TÂCHE À RÉALISER: Recopiez mot pour mot le passage de la page allant de « Il y a peut-être » jusqu'à « avec Taiwan Fiction. » inclus.

PAGE:
---
C’est dire la force du truc… Je pourrais évidemment en discuter des heures (je suis actuellement dans le travail préparatoire d’écriture d’un bouquin pour parler de Liu Cixin dans toutes ses dimensions : socio-historique, poétique, politique, scientifique…), mais pour rester dans la sphère du ressenti de lecture : depuis que je suis entré dedans, je ne regarde plus le ciel de la même manière, avec cette impression que tous les autres romans sur le destin de l’univers ne sont finalement que des variations, ou des alternatives par rapport à la trame proposée dans la trilogie. Je suis de mauvaise foi, bien sûr.

Quant à la réception, il y a probablement plusieurs facteurs qui expliquent son succès :
Pour les fans de SF, peut-être un peu l’obtention du Hugo et sa bonne réception critique dans le monde anglophone. Au-delà, il y a une curiosité compréhensible pour la Chine et la science-fiction paraît en apparence offrir une fenêtre sur une « certaine vision du futur ». Certains lecteurs ont pu y chercher (et croire y trouver) ce que serait une vision chinoise de concevoir l’avenir du monde. Évidemment, c’est un raccourci culturaliste. Mais il y a sans doute une certaine fraîcheur à voir se décentrer/désoccidentaliser des problématiques universelles.

Il y a peut-être aussi le buzz créé par les lecteurs VIP qui ont parlé de la trilogie (type Obama ou Zuckerberg), et un bouche-à-oreille qui a bien marché, notamment au-delà du lectorat traditionnel de l’imaginaire.

Enfin, je dirais aussi que la trilogie renoue avec un pan devenu un peu plus secondaire aujourd’hui dans la SF contemporaine, et qui rappelle les grandes fresques aux échelles spatio-temporelles macroscopiques d’Arthur C. Clarke, d’Isaac Asimov ou de Stephen Baxter (pour prendre un exemple plus récent). Il y a quelque chose qui relève du délice de se fondre dans l’infiniment grand, où l’humain ne compte pas grand-chose. Ça a évidemment un sens particulier à l’heure où l’on parle d’Anthropocène…

Et nous en arrivons donc à ton rôle de directeur de collection chez L’Asiathèque avec Taiwan Fiction.
Comment en es-tu arrivé à diriger cette collection et à travailler avec L’Asiathèque ? Quel est le rôle d’un directeur de collection ?

La collection « Taiwan Fiction » (L’Asiathèque) est née en 2015 (huit ouvrages publiés jusqu’ici). Un ami, Stéphane Corcuff, qui avait publié un texte à L’Asiathèque, avait soufflé mon nom à l’éditeur.
---
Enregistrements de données
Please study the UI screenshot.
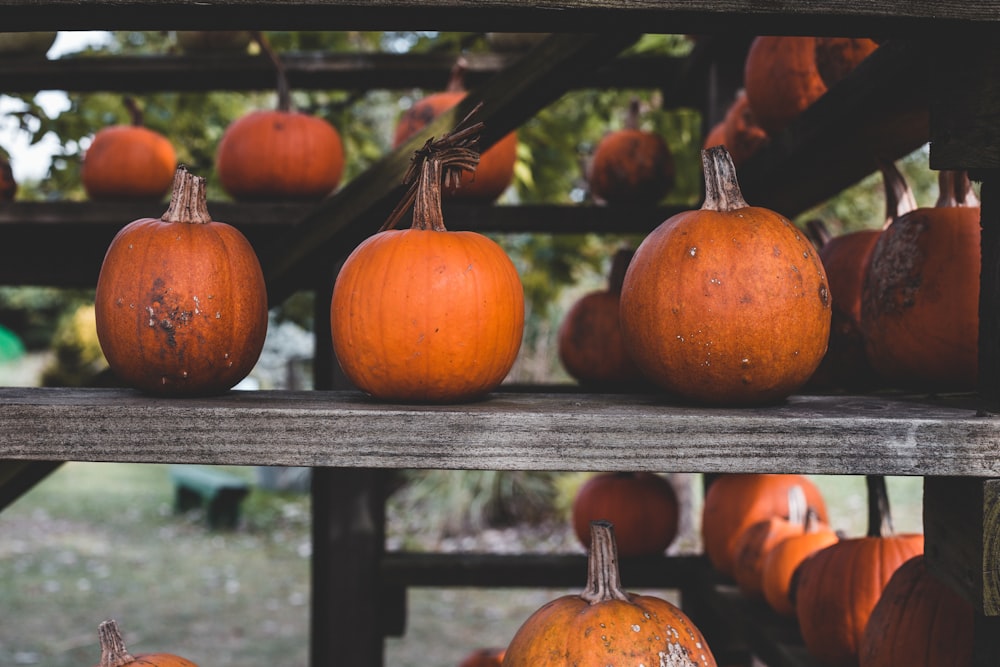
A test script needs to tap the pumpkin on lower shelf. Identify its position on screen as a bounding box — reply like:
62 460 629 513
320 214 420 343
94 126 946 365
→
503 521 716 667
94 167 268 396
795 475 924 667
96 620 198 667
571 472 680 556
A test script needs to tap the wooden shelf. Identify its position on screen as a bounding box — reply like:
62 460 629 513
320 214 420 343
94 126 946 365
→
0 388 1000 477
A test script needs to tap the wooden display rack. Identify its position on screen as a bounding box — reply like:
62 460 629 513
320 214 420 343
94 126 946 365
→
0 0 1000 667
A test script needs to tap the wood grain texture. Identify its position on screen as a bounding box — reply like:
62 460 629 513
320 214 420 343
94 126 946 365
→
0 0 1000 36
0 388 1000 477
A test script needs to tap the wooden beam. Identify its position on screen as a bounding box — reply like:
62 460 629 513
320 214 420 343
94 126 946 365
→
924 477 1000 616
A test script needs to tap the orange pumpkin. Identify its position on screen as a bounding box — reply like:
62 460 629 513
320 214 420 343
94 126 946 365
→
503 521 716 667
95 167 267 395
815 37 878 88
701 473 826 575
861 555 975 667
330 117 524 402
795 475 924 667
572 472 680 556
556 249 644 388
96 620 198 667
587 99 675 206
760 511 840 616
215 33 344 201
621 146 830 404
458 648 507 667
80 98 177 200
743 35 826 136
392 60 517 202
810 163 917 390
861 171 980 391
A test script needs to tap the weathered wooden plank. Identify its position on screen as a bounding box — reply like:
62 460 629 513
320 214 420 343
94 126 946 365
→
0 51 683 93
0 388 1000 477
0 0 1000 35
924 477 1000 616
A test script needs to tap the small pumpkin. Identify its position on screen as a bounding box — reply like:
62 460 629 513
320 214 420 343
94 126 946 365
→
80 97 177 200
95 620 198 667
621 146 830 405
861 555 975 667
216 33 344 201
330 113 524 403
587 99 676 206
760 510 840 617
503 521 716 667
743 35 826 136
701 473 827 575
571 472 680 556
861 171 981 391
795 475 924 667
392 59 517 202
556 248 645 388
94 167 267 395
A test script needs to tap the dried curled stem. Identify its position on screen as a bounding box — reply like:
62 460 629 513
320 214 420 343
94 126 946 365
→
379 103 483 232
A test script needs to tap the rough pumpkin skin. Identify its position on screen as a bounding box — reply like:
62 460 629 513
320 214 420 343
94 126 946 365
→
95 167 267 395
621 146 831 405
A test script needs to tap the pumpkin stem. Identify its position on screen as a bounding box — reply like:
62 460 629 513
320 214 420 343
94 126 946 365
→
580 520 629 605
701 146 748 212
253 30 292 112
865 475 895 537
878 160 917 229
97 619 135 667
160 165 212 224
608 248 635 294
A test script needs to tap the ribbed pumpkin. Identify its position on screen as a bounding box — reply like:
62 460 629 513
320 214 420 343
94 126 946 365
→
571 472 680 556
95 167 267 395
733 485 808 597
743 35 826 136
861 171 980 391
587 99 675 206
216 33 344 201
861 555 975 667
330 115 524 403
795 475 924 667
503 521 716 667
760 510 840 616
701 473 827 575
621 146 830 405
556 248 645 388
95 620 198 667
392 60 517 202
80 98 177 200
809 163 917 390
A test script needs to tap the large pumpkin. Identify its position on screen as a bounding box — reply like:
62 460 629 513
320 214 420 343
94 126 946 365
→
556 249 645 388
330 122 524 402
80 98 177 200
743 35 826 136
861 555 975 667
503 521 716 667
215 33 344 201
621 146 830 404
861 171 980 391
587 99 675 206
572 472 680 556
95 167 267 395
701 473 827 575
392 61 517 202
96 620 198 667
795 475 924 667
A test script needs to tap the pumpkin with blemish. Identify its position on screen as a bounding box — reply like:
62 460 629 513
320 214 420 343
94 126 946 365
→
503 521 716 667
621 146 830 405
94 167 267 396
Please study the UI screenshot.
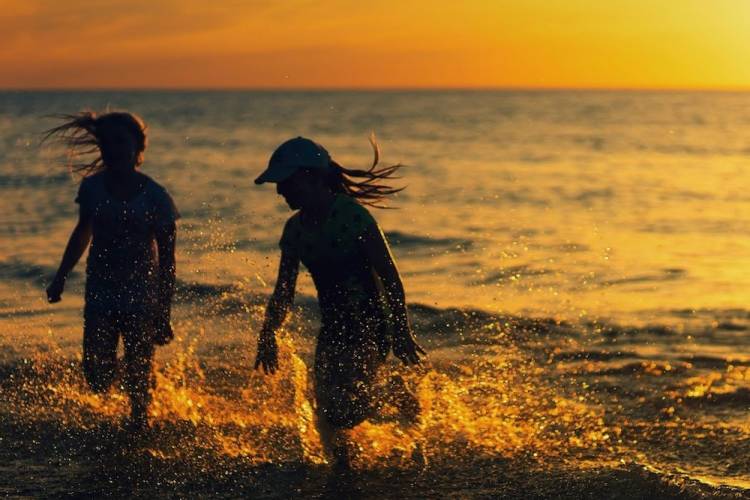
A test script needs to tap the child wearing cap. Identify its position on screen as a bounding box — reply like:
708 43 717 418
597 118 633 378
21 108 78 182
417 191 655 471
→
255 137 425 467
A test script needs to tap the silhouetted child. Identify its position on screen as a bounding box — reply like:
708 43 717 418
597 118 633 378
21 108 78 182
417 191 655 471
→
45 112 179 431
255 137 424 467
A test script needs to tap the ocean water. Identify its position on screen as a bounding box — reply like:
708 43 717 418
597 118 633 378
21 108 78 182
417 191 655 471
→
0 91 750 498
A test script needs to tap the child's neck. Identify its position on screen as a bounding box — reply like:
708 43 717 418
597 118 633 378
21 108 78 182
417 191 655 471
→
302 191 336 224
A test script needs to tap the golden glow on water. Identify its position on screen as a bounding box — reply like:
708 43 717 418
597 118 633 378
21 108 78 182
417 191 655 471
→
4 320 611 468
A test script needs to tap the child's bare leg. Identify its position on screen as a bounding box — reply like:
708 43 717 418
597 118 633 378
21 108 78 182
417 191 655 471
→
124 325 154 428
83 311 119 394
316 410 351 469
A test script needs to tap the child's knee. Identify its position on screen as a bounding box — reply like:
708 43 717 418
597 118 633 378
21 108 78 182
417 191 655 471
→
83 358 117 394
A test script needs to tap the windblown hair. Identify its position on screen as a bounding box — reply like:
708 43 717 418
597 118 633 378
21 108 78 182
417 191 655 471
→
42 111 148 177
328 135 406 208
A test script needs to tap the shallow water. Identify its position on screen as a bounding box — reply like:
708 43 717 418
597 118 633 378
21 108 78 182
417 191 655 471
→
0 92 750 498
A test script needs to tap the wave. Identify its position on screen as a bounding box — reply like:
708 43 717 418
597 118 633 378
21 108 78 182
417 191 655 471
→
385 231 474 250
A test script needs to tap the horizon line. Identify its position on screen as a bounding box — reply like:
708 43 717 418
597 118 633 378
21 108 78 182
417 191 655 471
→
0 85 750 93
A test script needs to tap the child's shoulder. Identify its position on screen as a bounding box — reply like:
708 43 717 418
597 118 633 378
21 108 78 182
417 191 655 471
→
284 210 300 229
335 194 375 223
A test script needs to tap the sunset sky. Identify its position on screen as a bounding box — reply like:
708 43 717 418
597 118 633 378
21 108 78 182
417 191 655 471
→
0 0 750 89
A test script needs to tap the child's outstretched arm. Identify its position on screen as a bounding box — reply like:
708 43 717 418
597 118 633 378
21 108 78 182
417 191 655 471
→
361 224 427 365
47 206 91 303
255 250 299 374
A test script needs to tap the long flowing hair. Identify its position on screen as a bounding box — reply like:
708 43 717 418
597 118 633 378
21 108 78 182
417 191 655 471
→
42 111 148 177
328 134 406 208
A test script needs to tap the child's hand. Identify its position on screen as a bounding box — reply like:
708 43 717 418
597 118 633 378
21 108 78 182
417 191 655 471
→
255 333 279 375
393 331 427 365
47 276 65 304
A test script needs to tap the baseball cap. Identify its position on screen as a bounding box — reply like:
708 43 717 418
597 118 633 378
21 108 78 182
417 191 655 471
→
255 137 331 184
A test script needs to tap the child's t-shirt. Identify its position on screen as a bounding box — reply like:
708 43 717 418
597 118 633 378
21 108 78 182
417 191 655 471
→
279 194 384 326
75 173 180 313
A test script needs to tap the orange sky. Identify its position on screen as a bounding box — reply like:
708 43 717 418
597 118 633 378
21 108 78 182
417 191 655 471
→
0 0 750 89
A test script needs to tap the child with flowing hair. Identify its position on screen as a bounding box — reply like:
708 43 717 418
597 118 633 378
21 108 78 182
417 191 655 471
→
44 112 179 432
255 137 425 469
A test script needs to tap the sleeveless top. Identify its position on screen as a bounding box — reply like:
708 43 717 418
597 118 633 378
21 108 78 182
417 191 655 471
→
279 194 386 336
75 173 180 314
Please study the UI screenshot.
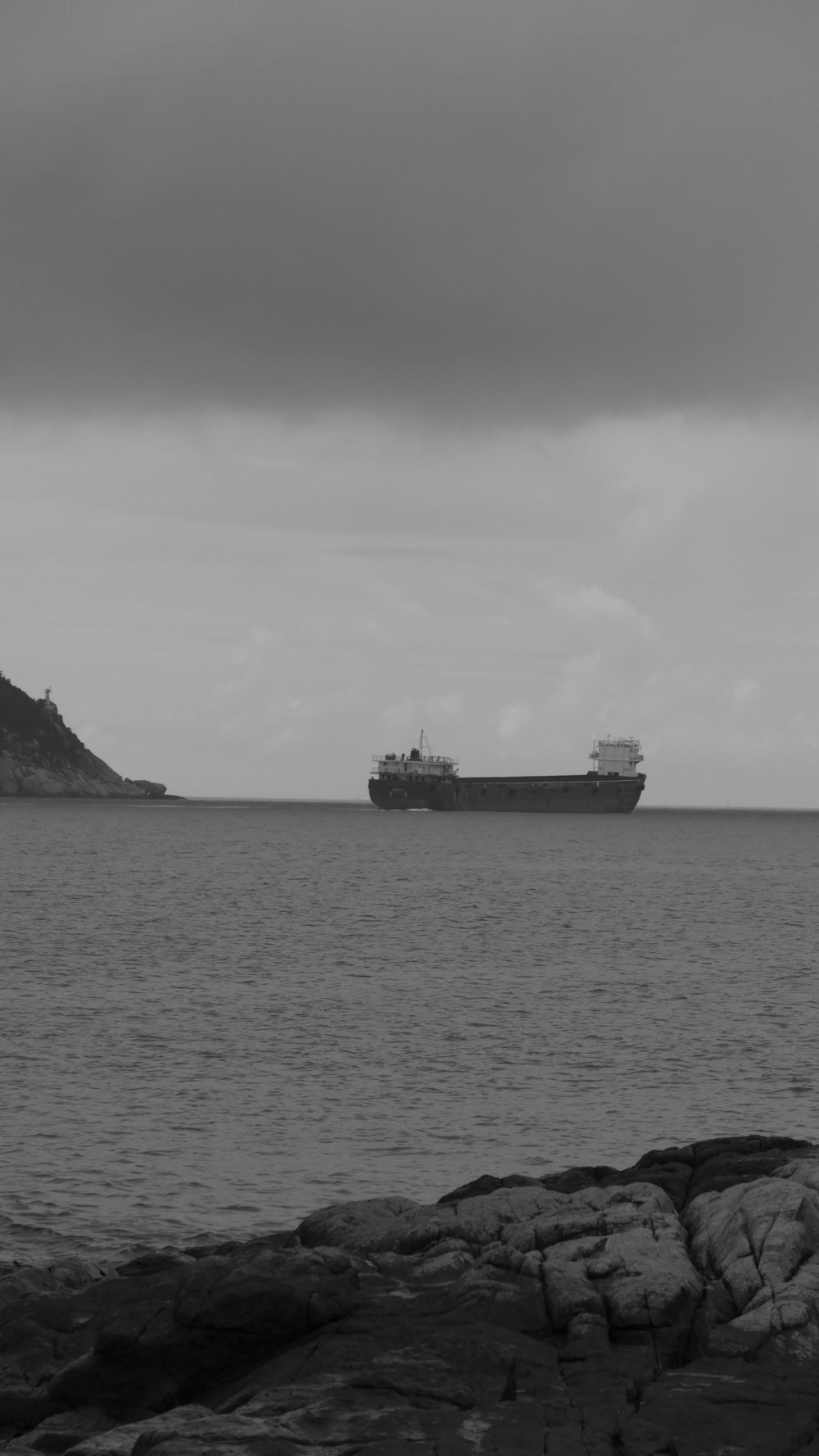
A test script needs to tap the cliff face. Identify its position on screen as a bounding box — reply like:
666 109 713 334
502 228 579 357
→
---
RÉPONSE:
Il y a peut-être aussi le buzz créé par les lecteurs VIP qui ont parlé de la trilogie (type Obama ou Zuckerberg), et un bouche-à-oreille qui a bien marché, notamment au-delà du lectorat traditionnel de l’imaginaire.

Enfin, je dirais aussi que la trilogie renoue avec un pan devenu un peu plus secondaire aujourd’hui dans la SF contemporaine, et qui rappelle les grandes fresques aux échelles spatio-temporelles macroscopiques d’Arthur C. Clarke, d’Isaac Asimov ou de Stephen Baxter (pour prendre un exemple plus récent). Il y a quelque chose qui relève du délice de se fondre dans l’infiniment grand, où l’humain ne compte pas grand-chose. Ça a évidemment un sens particulier à l’heure où l’on parle d’Anthropocène…

Et nous en arrivons donc à ton rôle de directeur de collection chez L’Asiathèque avec Taiwan Fiction.